WHAT TO PRODUCE: Which lines in the records below contain the string "Pinpoint", matching case exactly? Return each such line in full.

STORED RECORDS:

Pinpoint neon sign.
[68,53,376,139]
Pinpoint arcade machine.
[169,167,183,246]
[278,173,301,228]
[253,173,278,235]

RESULT OF THE TASK:
Pinpoint neon sign.
Pinpoint arcade machine.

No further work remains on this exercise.